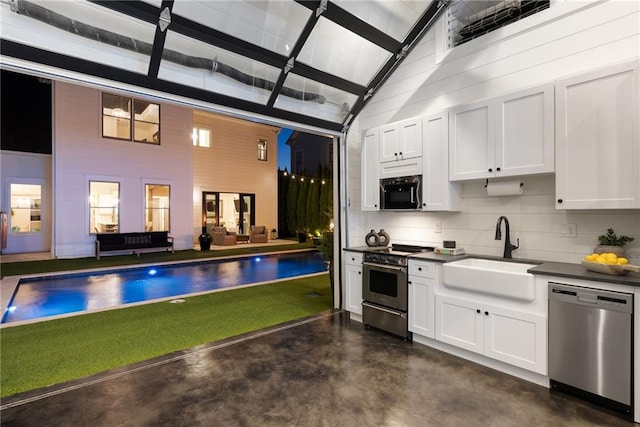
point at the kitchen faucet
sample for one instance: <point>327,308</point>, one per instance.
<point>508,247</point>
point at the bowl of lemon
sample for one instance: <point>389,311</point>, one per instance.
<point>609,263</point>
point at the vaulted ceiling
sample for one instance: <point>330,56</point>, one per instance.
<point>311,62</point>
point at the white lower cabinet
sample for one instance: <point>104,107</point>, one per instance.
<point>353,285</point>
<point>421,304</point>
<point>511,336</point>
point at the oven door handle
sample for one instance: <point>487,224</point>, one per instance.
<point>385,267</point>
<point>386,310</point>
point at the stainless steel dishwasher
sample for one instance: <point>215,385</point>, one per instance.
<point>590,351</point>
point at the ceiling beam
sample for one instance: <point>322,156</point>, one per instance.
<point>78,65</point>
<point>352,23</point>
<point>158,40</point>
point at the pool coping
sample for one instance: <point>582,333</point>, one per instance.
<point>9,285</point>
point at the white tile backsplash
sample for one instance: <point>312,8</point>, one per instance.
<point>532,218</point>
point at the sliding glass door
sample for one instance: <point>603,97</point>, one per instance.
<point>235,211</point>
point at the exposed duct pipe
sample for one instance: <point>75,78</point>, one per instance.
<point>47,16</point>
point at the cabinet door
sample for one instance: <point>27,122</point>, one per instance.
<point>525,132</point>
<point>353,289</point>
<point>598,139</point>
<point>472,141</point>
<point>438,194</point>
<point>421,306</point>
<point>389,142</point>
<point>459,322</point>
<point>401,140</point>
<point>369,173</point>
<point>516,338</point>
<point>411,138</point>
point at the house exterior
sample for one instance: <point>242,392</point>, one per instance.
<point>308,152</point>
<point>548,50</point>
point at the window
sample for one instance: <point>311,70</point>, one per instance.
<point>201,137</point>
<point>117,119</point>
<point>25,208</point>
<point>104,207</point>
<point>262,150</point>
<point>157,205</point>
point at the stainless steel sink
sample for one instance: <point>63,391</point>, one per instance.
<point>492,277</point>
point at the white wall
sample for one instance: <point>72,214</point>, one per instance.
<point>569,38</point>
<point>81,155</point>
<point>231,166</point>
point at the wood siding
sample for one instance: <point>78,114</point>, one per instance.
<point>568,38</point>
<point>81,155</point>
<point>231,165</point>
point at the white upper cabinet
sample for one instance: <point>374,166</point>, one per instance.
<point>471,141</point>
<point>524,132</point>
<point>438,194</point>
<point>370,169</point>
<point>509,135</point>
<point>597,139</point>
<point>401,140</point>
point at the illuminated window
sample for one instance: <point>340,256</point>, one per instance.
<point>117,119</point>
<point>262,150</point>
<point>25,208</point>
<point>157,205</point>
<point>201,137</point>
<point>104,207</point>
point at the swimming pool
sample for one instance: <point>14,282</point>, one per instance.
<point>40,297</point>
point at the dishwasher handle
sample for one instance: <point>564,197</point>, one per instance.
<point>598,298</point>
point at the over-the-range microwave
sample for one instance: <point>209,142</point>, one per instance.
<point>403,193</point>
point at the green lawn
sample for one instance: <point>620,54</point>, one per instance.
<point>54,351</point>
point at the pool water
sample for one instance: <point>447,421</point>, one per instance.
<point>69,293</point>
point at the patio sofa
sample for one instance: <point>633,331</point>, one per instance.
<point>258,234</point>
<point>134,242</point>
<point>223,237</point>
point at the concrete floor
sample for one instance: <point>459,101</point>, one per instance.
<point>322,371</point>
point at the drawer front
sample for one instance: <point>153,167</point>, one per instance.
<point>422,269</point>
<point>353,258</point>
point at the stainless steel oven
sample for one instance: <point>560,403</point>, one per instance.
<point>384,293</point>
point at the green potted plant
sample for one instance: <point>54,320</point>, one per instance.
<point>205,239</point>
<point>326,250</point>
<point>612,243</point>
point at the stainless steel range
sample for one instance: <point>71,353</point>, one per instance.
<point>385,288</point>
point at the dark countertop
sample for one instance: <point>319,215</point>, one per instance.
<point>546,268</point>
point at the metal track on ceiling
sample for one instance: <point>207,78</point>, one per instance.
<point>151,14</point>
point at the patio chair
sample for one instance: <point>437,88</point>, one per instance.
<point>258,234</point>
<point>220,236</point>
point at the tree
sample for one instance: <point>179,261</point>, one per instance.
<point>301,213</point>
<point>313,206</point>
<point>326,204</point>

### Job
Quote the data word for word, from the line with "point at the vaulted ceiling" up to and including the line with "<point>386,310</point>".

### Expected output
point at the vaulted ceiling
sample for one instance: <point>330,56</point>, one per instance.
<point>311,62</point>
point at the white lower cabinet
sample for one instance: <point>104,107</point>, one per instance.
<point>353,285</point>
<point>421,304</point>
<point>511,336</point>
point at the oven door handle
sample for one instance: <point>487,224</point>, one per instance.
<point>385,267</point>
<point>386,310</point>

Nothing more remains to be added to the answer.